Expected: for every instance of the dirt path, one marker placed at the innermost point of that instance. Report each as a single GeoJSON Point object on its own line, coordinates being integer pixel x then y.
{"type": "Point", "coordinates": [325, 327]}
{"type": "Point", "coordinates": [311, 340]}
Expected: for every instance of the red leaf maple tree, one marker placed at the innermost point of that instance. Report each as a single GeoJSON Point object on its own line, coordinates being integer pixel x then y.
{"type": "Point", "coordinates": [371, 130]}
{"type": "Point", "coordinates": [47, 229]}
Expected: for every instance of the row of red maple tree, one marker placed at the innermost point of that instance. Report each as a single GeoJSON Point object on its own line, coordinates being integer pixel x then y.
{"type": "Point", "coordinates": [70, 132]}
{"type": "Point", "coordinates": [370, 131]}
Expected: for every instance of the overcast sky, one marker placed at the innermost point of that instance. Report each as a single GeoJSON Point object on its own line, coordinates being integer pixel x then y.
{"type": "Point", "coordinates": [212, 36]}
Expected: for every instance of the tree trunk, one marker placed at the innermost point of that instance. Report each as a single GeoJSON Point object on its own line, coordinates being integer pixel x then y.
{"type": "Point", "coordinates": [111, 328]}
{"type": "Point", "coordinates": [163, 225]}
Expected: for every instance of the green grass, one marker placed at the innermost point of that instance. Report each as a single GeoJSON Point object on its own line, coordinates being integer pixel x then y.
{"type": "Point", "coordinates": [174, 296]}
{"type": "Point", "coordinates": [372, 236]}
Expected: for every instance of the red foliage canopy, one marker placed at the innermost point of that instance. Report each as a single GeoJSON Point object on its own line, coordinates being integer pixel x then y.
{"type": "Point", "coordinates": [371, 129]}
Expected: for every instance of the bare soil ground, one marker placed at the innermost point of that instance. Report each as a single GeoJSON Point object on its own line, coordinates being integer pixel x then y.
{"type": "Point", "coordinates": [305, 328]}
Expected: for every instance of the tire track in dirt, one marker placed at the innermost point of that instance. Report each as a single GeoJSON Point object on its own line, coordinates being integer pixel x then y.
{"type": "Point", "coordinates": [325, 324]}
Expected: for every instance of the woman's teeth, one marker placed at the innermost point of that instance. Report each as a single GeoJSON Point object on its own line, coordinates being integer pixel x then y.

:: Work instructions ::
Everything from the line with "Expected: for every instance of the red foliage" to the end of the listing above needs to be duplicated exactly, both end lines included, with nothing more.

:: Response for this exercise ::
Expected: for every instance of the red foliage canopy, one marker placed at the innermost point of that instance. Report each as a single GeoJSON Point object on its own line, coordinates being integer pixel x then y.
{"type": "Point", "coordinates": [371, 129]}
Expected: for every instance of the bare soil ground, one marker placed at the innermost point of that instance. Report each as a single GeoJSON Point object on its own line, coordinates being integer pixel x then y.
{"type": "Point", "coordinates": [305, 328]}
Expected: for every instance of the tire track in dirt, one marker placed at the innermost point of that instance. Report each as a single GeoJSON Point object on its own line, coordinates being integer pixel x then y.
{"type": "Point", "coordinates": [325, 324]}
Expected: for every instance of the woman's teeth, one marker placed at the innermost point of that instance. Report each as a single GeoJSON Point object on its own line, coordinates being integer pixel x then y.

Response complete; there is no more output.